(EXERCISE MATERIAL)

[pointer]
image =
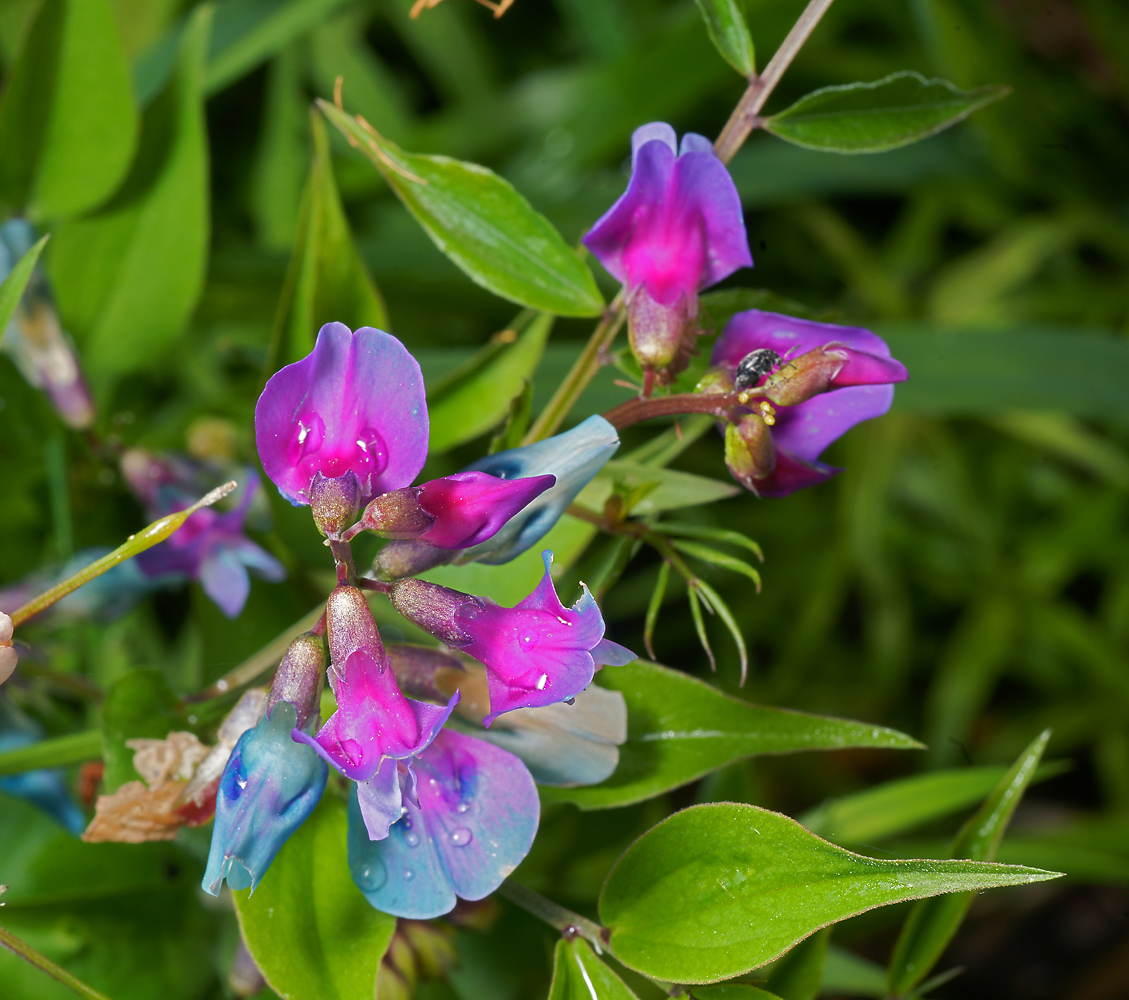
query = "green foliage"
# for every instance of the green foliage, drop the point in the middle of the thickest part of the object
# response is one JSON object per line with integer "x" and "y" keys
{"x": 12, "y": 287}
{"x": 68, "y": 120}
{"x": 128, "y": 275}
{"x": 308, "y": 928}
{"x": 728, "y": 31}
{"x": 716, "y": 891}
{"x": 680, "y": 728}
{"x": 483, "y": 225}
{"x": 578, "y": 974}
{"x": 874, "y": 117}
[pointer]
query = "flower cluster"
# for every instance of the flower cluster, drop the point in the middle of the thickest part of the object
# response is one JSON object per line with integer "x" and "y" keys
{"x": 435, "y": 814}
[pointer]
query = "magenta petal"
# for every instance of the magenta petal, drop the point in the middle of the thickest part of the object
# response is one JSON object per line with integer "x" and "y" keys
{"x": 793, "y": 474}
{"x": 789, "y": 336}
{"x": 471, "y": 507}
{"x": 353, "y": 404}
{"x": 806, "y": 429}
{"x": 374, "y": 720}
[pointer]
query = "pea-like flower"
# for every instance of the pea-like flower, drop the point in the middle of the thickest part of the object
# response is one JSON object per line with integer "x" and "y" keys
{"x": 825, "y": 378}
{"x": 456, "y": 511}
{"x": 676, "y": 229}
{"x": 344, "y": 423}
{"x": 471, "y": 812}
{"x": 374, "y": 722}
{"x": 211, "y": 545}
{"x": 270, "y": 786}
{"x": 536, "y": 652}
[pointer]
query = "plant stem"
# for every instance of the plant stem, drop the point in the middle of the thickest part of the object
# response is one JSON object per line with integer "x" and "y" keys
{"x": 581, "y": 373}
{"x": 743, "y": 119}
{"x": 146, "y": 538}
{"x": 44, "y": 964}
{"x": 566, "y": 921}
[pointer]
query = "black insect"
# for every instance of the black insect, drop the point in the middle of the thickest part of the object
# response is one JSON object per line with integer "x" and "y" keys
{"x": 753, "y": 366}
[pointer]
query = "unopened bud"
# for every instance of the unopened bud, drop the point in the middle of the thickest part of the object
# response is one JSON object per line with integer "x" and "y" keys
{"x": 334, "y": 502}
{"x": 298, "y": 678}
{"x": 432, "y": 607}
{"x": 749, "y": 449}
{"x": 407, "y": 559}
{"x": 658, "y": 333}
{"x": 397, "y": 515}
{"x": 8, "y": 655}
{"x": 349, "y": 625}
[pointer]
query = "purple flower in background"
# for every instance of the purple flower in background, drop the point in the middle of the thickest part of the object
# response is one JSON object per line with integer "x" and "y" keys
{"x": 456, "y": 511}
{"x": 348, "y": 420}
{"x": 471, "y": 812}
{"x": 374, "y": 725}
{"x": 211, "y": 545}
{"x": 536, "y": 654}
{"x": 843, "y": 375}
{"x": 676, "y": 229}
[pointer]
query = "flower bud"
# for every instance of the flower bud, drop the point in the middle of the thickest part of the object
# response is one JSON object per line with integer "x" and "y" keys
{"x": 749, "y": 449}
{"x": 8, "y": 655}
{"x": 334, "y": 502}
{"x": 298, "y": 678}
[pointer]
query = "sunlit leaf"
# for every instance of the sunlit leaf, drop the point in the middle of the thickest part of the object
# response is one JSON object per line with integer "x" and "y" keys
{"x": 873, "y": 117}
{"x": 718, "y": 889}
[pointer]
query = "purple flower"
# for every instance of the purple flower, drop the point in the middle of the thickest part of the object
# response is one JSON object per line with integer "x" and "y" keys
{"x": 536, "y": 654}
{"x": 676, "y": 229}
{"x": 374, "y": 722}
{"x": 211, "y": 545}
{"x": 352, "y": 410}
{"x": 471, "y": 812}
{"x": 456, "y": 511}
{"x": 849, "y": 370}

(PROBLEM REQUIREMENTS)
Return each line among the entries that holds the word "middle".

(REPLY)
# for every instance of the green foliage, drop the point in the middle of the thickest part of the object
# for every instance of the flower cluster, drop the point in the middle of the thickest part of the object
# for every instance of the magenta petal, drop the point in the middle of the thickest part of the object
# for every instance of the pea-like flower, drop the point in the middle of the thickest part of the object
# for every instance of the plant stem, drop the point in the middle of the thickest part of the object
# for every instance of the black insect, drop the point in the middle of the thickest part of the object
# for every instance of the unopened bud, drop the point in the middle of the thickest part of the object
# for every instance of the purple flower in background, drop the point in the middle of the thickest part of the object
# for every instance of the flower bud, drop the point in the middle of the thickest part of the object
# for every instance of the sunlit leaf, drop the point in the middle of the thickest part of the object
# for every instance of the purple flower, drop the point in the middle of the thickest part of the object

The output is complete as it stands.